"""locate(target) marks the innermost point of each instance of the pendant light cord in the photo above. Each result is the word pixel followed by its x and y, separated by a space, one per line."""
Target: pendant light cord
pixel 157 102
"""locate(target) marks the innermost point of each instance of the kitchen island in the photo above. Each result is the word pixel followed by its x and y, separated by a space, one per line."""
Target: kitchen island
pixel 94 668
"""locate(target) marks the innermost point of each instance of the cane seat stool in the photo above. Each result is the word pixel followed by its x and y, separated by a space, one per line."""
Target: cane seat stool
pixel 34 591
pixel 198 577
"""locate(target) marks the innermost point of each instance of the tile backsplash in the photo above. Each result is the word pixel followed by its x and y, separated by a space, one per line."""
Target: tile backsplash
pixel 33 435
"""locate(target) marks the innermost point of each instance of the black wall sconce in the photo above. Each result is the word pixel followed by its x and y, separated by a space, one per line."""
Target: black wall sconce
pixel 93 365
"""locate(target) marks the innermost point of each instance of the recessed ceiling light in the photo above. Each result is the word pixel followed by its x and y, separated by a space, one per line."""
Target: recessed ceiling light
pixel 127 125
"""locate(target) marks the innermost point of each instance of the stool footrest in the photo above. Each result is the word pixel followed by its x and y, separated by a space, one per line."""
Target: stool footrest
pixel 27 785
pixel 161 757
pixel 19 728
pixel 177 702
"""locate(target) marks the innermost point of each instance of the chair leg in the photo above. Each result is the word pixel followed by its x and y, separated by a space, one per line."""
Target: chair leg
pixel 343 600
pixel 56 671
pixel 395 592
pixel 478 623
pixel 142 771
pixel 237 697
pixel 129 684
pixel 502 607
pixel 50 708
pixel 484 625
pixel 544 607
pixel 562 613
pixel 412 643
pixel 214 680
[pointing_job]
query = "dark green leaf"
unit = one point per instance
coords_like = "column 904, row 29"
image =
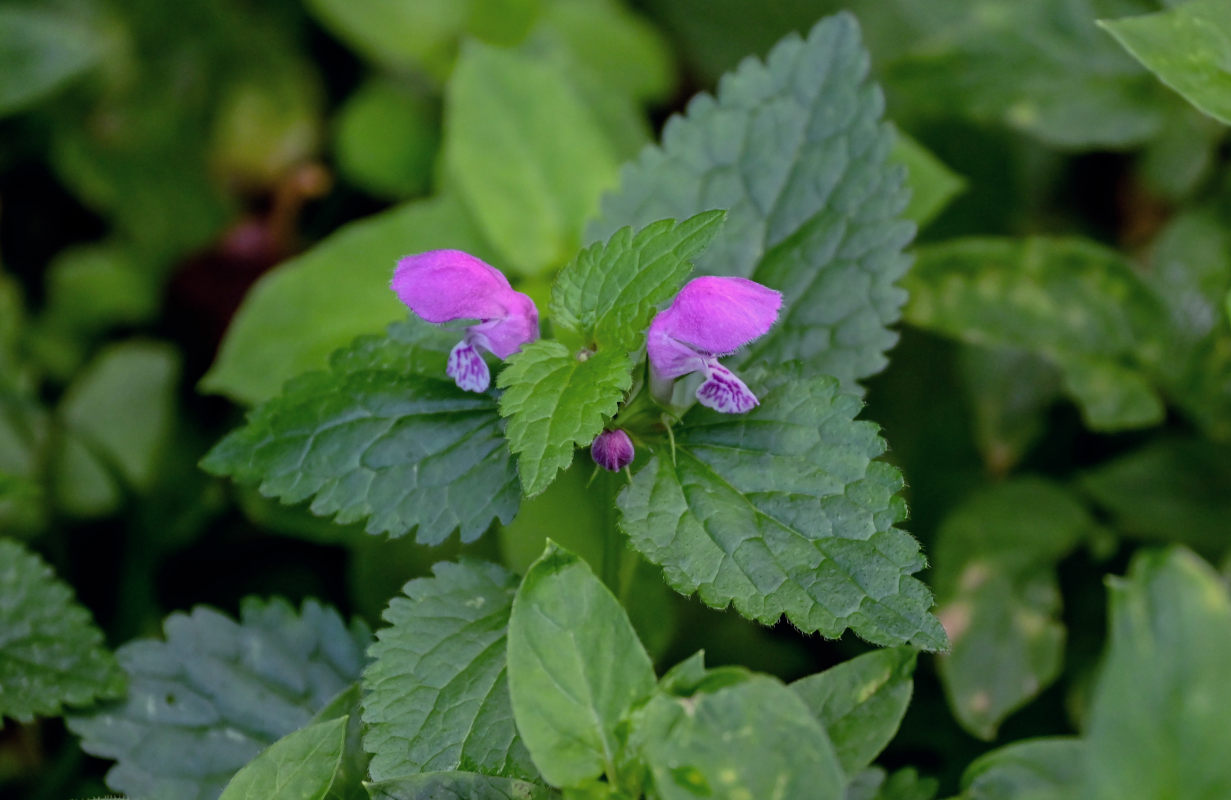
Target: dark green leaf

+ + + +

-- What this task involves --
Reproduce the records above exactly, leaving out every picture they contain.

-- Solution --
"""locate(target) marks the innermost point of each instance of the pendant light cord in the photo above. Each result is the word pixel followed by its x and y, separated by a space, one per line."""
Target: pendant light cord
pixel 157 102
"""locate(target) marks the innermost point of each instance of the kitchen island in the photo above. Each result is the word pixel followed by its x and y, separated by a space, one per line."""
Target: kitchen island
pixel 94 668
"""locate(target) marks the innermost point of each instance of the cane seat stool in the photo above. Each result is the word pixel followed by its x and y, separated by a space, one per line."""
Target: cane seat stool
pixel 34 591
pixel 198 577
"""locate(target) marks the innermost point of each instance of the tile backsplash in the photo above. Each result is the word pixel followed by its x and y, separated by a space, one per line."""
Target: tile backsplash
pixel 33 435
"""locate(target) marks the innermost point of each instance of the black wall sconce in the photo above. Each result is the word pixel followed by its x and y, separated by a space, one per line."""
Target: black wall sconce
pixel 93 365
"""locate(target) marks the innermost point of each instance of the recessed ceiling light in the photo above. Each result is the word pixel followed by its x and y, separated by a space, one per line."""
Target: recessed ceiling light
pixel 127 125
"""locate(target) marks the innermost point of each instance of the stool footrest in the photo above. Each result is the word pixel followed by its x and y, separated by a space, one per line."""
Target: stool footrest
pixel 27 785
pixel 161 757
pixel 19 728
pixel 177 702
"""locate(target) marks the innermost point of each instance of the chair leg in the photo above. Each result is the word pixel followed by its x and y, separated by a space, one per line."""
Target: chair leg
pixel 343 600
pixel 56 671
pixel 395 592
pixel 478 623
pixel 142 771
pixel 237 697
pixel 129 684
pixel 502 607
pixel 50 708
pixel 484 625
pixel 544 607
pixel 562 613
pixel 412 643
pixel 214 680
[pointing_job]
query = "dark green leaf"
unit = one point per instance
coords_like = "column 904, row 29"
image =
Target: dark green leaf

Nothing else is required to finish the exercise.